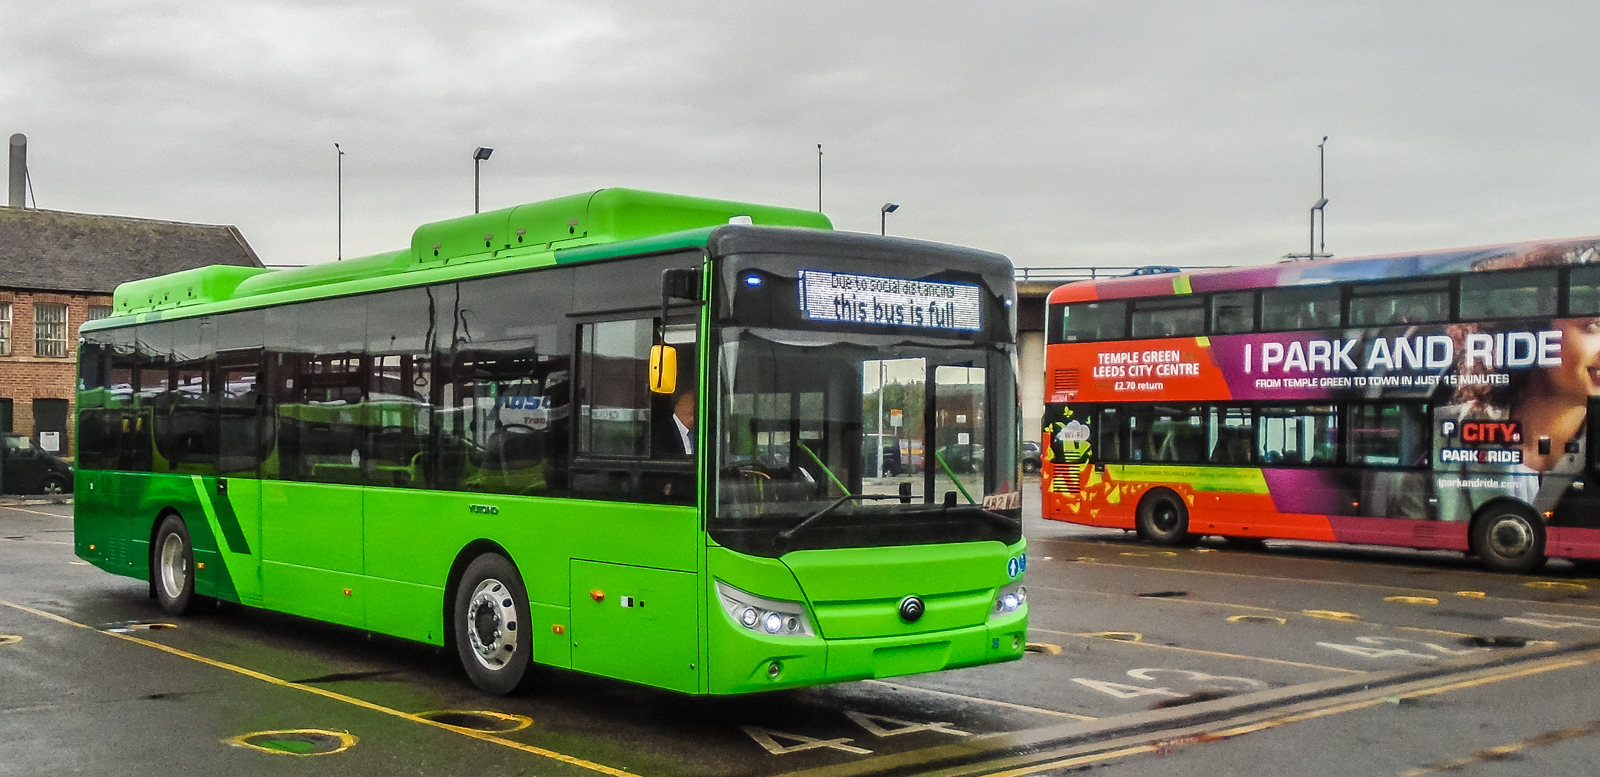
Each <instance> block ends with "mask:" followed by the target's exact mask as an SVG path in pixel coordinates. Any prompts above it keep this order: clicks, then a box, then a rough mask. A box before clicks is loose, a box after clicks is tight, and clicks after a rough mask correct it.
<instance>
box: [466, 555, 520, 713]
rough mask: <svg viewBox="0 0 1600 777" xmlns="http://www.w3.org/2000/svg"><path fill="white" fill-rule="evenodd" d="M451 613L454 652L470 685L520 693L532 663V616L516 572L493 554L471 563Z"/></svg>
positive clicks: (482, 687)
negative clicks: (454, 644) (454, 651)
mask: <svg viewBox="0 0 1600 777" xmlns="http://www.w3.org/2000/svg"><path fill="white" fill-rule="evenodd" d="M451 612H453V616H451V620H453V622H454V632H456V652H458V654H459V655H461V665H462V667H464V668H466V670H467V676H469V678H472V684H475V686H478V687H480V689H483V691H485V692H490V694H496V695H507V694H515V692H518V691H523V689H525V687H526V681H528V676H530V665H531V663H533V632H531V627H533V617H531V614H530V612H531V609H530V608H528V592H526V588H525V587H523V584H522V576H520V574H517V568H515V566H514V564H512V563H510V561H509V560H507V558H506V556H501V555H496V553H486V555H482V556H478V558H475V560H472V563H470V564H467V571H466V572H462V576H461V585H458V587H456V606H454V608H453V611H451Z"/></svg>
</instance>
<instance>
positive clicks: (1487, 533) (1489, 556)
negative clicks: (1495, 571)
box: [1472, 505, 1544, 572]
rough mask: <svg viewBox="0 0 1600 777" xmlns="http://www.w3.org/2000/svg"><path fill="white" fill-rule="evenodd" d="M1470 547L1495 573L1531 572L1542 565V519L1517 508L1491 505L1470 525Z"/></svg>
mask: <svg viewBox="0 0 1600 777" xmlns="http://www.w3.org/2000/svg"><path fill="white" fill-rule="evenodd" d="M1472 550H1474V552H1475V553H1477V555H1478V558H1480V560H1483V566H1486V568H1490V569H1493V571H1496V572H1531V571H1534V569H1538V568H1539V564H1544V521H1541V520H1539V518H1538V516H1534V515H1533V513H1531V512H1528V510H1523V508H1518V507H1512V505H1498V507H1493V508H1490V510H1488V512H1485V513H1483V515H1482V516H1480V518H1478V520H1477V523H1474V524H1472Z"/></svg>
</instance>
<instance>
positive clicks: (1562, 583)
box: [1522, 580, 1589, 592]
mask: <svg viewBox="0 0 1600 777" xmlns="http://www.w3.org/2000/svg"><path fill="white" fill-rule="evenodd" d="M1522 585H1523V587H1525V588H1534V590H1546V592H1587V590H1589V587H1587V585H1584V584H1573V582H1565V580H1530V582H1525V584H1522Z"/></svg>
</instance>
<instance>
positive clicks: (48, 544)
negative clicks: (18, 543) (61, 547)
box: [0, 537, 72, 547]
mask: <svg viewBox="0 0 1600 777" xmlns="http://www.w3.org/2000/svg"><path fill="white" fill-rule="evenodd" d="M0 542H22V544H27V545H67V547H70V545H72V544H70V542H56V540H19V539H11V537H0Z"/></svg>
····················
| Work instructions |
All lines of the data above that include the word "positive" must be shown.

| Completed exercise |
positive clicks: (482, 687)
positive clicks: (1487, 533) (1489, 556)
positive clicks: (1562, 583)
positive clicks: (48, 544)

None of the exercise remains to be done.